Every black voter in the United States must pay attention to the latest case brought before the United States Supreme Court. The court has agreed to examine whether a central component of landmark civil rights legislation enacted to protect minority voters is still needed in a nation that has elected an African American president. I fully expected that this would pop up again.

The court will decide the constitutionality of a provision of the Voting Rights Act of 1965 that seeks to protect minority voting rights by requiring a broad set of states and jurisdictions where discrimination was once routine to receive federal approval before altering any of their voting procedures. Funny, wasn’t there evidence of discrimination in the last general election? There were cases across the United States and in predominantly black areas–fewer voting booths, rigid polling hours, less staff and so on.

The Supreme Court has upheld the requirement in the past, saying the intrusion on state sovereignty is warranted to protect voting rights and eliminate discrimination against minorities. But challengers say it ignores the reality of modern America and “consigns broad swaths of the nation to apparently perpetual federal receivership based on 40-year-old evidence.”

The outcome will be very interesting because the court, led by Chief Justice John G. Roberts Jr., has become increasingly skeptical of race-based remedies. With Uncle Clarence Thomas on the bench, only too happy to get rid of any provisions to protect blacks, I can only imagine what the outcome is going to be.

The Voting Rights Act was enacted in 1965, at a time when literacy tests and other schemes were routinely used, especially in parts of the deep South, to intimidate and exclude black voters. Its Section 5 “pre-clearance” requirements, which compel the Justice Department or a court to sign off on any changes to voting procedures, were intended to last for five years. Instead, the law was expanded to include other minorities, and its duration was extended four times, most recently in 2006 by overwhelming congressional majorities.

The pre-clearance requirements apply to nine states — Alabama, Alaska, Arizona, Georgia, Louisiana, Mississippi, South Carolina, Texas and Virginia — as well as counties and towns in seven others. Fifteen jurisdictions in Virginia, including the city of Fairfax, have been allowed to “bail out” of the requirement with the agreement of the federal government.

Challengers say the Section 5 designations are an outrageous “badge of shame” on jurisdictions that have never discriminated, at a time when minorities have been elected to public office in record numbers.

“The America that has elected Barack Obama as its first African-American president is far different than when Section 5 was first enacted in 1965,” wrote Gregory S. Coleman, a former Texas solicitor general who brought the suit on behalf of a tiny utilities district in Austin that is covered by the law.

The district was created in the late 1980s to provide sewer services to a new subdivision, and there has never been a charge of discrimination in the way the now-3,500 residents elect their five-member board of directors. But any changes the district makes — such as moving its elections from a resident’s home to a local school — require Justice Department approval.

WHAT IS ASKED
**a)** In the records, retype the lines from the one containing "Target: white roll-up banner" through the one containing "Target: blue sky", including both, and leave out the pictures.
**b)** Extend the piece on the Voting Rights Act case, starting after its last sentence.
The piece on the Voting Rights Act case has no connection to the records.

EXERCISE DATA
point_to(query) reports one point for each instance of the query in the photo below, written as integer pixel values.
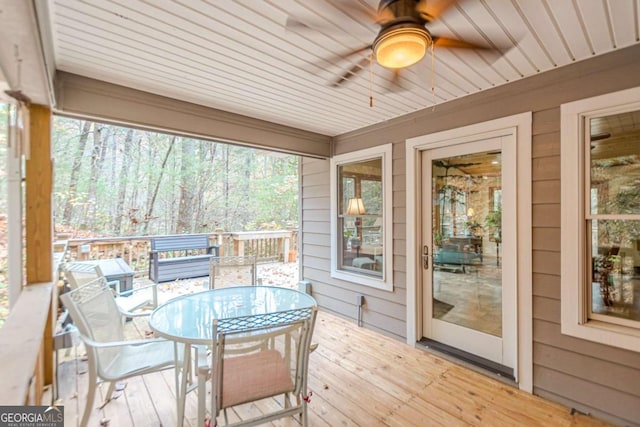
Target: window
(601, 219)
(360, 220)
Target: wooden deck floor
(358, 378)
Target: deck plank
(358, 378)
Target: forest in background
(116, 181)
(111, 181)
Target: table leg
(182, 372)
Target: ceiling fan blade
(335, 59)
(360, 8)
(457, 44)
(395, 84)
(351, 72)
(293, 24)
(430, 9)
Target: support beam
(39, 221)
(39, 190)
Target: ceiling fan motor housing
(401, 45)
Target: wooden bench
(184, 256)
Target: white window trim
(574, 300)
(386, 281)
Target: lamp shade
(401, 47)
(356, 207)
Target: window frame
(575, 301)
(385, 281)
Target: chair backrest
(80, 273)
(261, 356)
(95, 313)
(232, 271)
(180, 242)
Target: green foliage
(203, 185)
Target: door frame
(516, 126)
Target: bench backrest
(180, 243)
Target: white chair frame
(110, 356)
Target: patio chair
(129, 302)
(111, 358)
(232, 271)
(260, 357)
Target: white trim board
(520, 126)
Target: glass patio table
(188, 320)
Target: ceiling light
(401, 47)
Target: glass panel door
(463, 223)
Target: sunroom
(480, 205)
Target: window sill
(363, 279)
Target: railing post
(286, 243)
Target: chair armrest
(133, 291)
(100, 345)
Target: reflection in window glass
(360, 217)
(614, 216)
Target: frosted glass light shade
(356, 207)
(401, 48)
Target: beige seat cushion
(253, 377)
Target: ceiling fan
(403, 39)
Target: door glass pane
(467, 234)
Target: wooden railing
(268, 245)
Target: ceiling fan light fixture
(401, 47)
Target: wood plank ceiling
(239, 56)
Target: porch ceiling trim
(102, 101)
--
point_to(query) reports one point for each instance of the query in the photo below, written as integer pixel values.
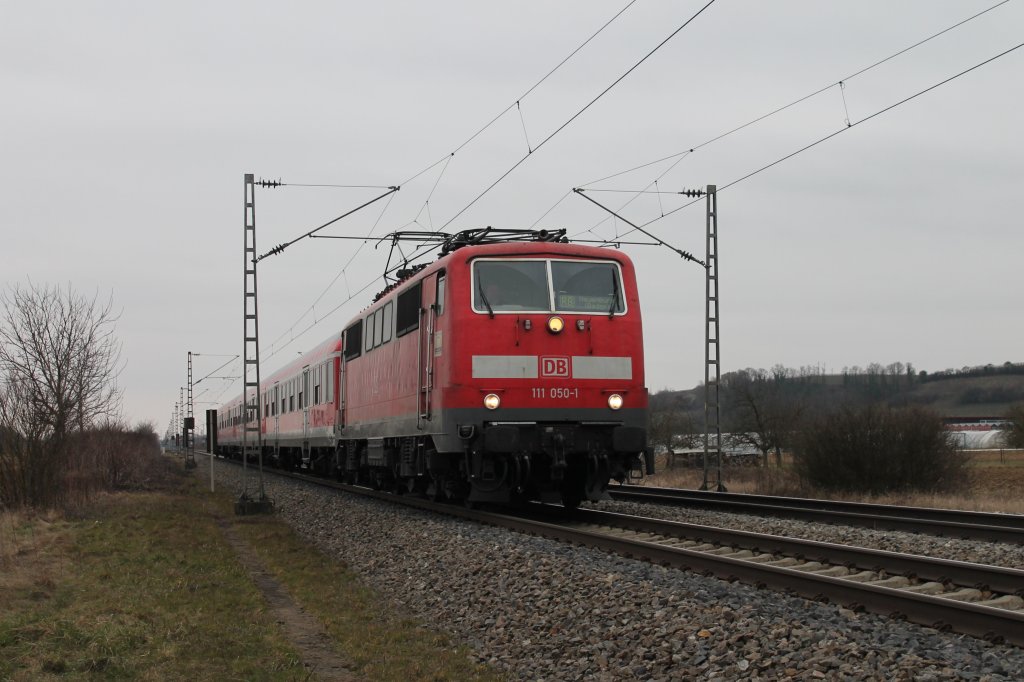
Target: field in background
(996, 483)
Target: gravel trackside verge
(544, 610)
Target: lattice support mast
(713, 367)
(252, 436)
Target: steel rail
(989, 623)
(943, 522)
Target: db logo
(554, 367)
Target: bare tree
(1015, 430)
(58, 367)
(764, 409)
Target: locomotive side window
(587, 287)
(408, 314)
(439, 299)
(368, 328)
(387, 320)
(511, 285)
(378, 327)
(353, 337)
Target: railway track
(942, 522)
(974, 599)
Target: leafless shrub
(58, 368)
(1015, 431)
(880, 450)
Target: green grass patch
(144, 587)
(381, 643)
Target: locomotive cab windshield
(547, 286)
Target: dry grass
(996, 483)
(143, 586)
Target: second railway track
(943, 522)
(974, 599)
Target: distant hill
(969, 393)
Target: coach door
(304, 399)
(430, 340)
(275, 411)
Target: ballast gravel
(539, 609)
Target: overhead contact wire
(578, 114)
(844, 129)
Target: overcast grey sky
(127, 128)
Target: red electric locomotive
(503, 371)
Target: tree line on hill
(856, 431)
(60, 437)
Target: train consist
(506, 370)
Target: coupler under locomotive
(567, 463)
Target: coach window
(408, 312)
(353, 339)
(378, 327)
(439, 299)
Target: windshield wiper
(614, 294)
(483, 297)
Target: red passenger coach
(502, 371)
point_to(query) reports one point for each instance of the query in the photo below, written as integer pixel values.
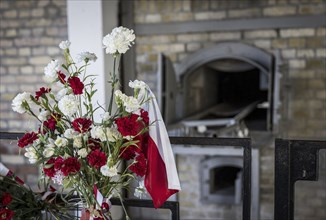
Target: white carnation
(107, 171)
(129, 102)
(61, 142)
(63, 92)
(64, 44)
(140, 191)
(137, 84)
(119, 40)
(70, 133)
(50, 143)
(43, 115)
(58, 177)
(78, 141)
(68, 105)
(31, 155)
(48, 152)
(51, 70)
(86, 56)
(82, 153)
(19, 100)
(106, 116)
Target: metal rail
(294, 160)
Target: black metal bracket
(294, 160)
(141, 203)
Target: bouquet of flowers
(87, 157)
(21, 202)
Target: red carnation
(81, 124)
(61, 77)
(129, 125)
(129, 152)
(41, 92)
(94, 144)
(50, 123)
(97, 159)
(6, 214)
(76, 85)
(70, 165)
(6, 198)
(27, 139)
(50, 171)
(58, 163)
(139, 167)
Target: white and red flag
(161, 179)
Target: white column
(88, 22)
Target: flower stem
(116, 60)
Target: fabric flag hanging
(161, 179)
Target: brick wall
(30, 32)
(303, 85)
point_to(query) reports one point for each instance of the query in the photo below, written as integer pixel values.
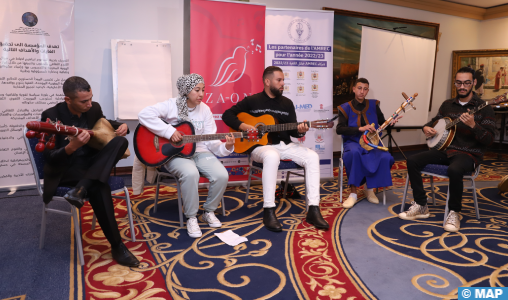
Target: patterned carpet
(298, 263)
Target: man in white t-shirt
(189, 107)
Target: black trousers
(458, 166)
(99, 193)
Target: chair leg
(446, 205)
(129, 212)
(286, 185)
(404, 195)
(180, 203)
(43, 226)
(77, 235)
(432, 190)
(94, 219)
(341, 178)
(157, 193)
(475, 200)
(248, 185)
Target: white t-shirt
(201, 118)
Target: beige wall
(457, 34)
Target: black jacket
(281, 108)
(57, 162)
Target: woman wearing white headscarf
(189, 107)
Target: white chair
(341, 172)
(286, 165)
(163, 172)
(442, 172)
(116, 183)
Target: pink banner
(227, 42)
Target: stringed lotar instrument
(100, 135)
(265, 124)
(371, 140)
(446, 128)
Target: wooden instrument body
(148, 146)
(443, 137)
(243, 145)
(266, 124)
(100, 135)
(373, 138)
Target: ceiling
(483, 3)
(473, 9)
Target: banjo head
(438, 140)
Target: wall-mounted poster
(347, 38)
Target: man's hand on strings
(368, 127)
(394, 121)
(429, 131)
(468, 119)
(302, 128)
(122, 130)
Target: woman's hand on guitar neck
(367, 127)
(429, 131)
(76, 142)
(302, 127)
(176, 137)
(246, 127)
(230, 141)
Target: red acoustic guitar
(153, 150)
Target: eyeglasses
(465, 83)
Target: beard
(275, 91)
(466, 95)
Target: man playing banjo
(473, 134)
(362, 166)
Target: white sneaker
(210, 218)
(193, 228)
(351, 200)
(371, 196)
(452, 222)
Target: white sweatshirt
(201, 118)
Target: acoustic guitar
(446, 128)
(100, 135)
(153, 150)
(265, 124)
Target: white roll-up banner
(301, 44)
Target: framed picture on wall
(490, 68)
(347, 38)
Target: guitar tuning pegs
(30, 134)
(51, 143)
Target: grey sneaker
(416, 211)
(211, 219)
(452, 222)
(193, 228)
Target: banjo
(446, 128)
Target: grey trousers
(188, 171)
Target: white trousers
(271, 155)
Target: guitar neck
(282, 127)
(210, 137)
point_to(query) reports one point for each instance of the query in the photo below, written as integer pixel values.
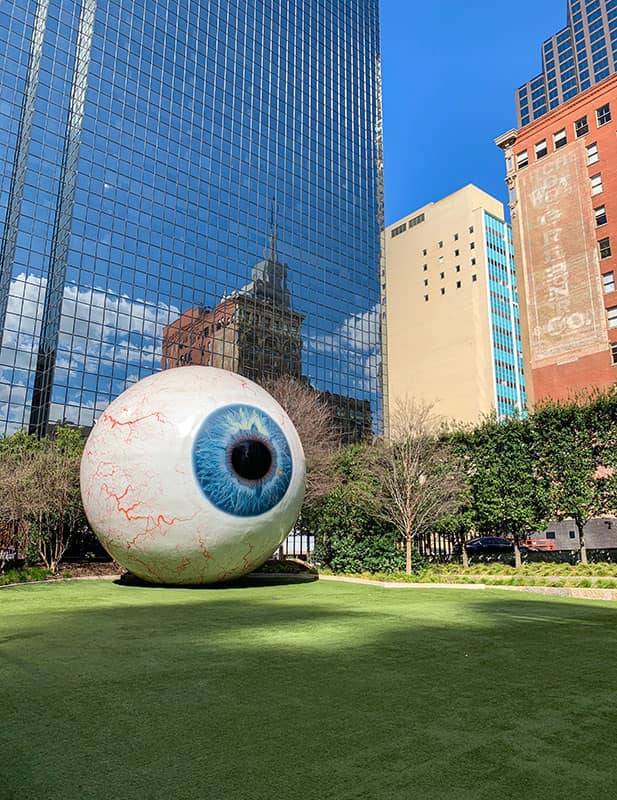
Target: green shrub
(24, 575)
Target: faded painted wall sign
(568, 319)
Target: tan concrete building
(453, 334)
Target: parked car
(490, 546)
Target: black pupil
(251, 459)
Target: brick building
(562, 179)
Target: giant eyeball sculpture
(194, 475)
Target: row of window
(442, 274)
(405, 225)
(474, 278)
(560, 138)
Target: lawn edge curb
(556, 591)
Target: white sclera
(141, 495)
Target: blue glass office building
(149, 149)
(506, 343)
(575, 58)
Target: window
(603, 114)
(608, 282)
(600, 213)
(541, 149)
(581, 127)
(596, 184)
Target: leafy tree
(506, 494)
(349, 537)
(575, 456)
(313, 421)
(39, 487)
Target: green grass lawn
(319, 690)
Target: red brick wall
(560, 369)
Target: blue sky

RESPONSES FOR EACH TASK
**a)**
Target: white roll-up banner
(301, 44)
Target: framed picture on wall
(490, 68)
(347, 38)
Target: guitar tuning pegs
(30, 134)
(51, 143)
Target: grey sneaker
(416, 211)
(211, 219)
(452, 222)
(193, 228)
Target: banjo
(446, 128)
Target: grey trousers
(188, 171)
Target: white trousers
(271, 155)
Target: guitar neck
(282, 127)
(210, 137)
point_to(query) reports one point for each instance of the query in the photo below, written as integer pixel values.
Target: green shrub
(24, 575)
Target: faded painted wall sign
(568, 319)
Target: tan concrete building
(453, 334)
Target: parked car
(490, 546)
Target: black pupil
(251, 459)
Target: brick building
(562, 179)
Target: giant eyeball sculpture
(194, 475)
Target: row of window
(442, 274)
(405, 225)
(474, 278)
(560, 138)
Target: lawn edge curb
(556, 591)
Target: white sclera
(141, 495)
Target: blue glass office building
(149, 149)
(506, 343)
(575, 58)
Target: window
(603, 114)
(608, 282)
(600, 213)
(541, 149)
(581, 127)
(596, 184)
Target: leafy tree
(506, 494)
(349, 537)
(575, 456)
(313, 421)
(39, 487)
Target: green grass lawn
(319, 690)
Target: red brick wall
(560, 369)
Target: blue sky

**b)**
Coleman, a politically active lawyer who once clerked for Justice Clarence Thomas, testified to Congress in opposition to extending the Voting Rights Act in 2006. He recruited Northwest Austin Municipal Utility District No. 1 for a test case after Congress extended the law for another 25 years. Source: Washington Post

Why am I not surprised that someone associated with Clarence Thomas brought this suit? Clarence Thomas acts as though racism was never a problem of untold proportions in the United States. He acts as though he coasted through college because of his educational merits, rather than with the assistance of Affirmative Action. Clarence Thomas and Gregory S. Coleman are real Uncle Toms in every sense of the word. So, because Barack Obama will become the first African American president of the USA, that means we should discard all protections in place for blacks in America, in terms of suffrage rights? There has been more display of racism towards Barack Obama from the moment he declared his intentions to run for the presidency. He was the first to receive Secret Service protection. So the notion that the playing field has been leveled is furthest from the truth and actually insulting on so many level.

Filed under: Barack Obama, Chief Justice John G. Roberts Jr., Clarence Thomas, Discrimination, Gregory S. Coleman, of 1965, US Supreme Court, Voting Rights Act

Bob Jones University Apologizes For Racist Policies that Persisted Well into the Early 2000s

This rings very hollow to me, but nonetheless, I applaud Bob Jones University’s President Stephen Jones’ decision to do so. The fundamentalist Christian University apologized for racist policies including a one-time ban on interracial dating, which was not lifted until nine years ago and let’s also not forget the institution’s unwillingness to admit black students until 1971. Mr. Jones said that the decision to apologize was also based, in part, on the questions the school continues to receive on its views on race.

Bob Jones University, which was founded in 1927 in South Carolina, said its rules on race were shaped by culture instead of the Bible. The university did not begin admitting black students until nearly 20 years after the U.S. Supreme Court’s 1954 Brown v. Board of Education ruling found public segregated schools were unconstitutional. I personally would not consider Bob Jones University as an institution of higher learning for my own children. You see, old habits dies hard. According to a historical snapshot of the school, From 1971 to 1975, BJU admitted only married blacks, although the IRS had already determined in 1970 that “private schools with racially discriminatory admissions policies” were not entitled to federal tax exemption. Late in 1971, BJU filed suit to prevent the IRS from taking its tax exemption, but in 1974, in Bob Jones University v. Simon, the US Supreme Court ruled that the University did not have standing to sue until the IRS actually assessed taxes. Four months later, on May 29, 1975, the University Board of Trustees authorized a change in policy to admit “students of any race,” a move that occurred shortly before the announcement of the Supreme Court decision in Runyon v. McCrary, which prohibited racial exclusion in private schools. To read more on BJU racist past, CLICK HERE.

The university issued a formal apology on their website that reads…..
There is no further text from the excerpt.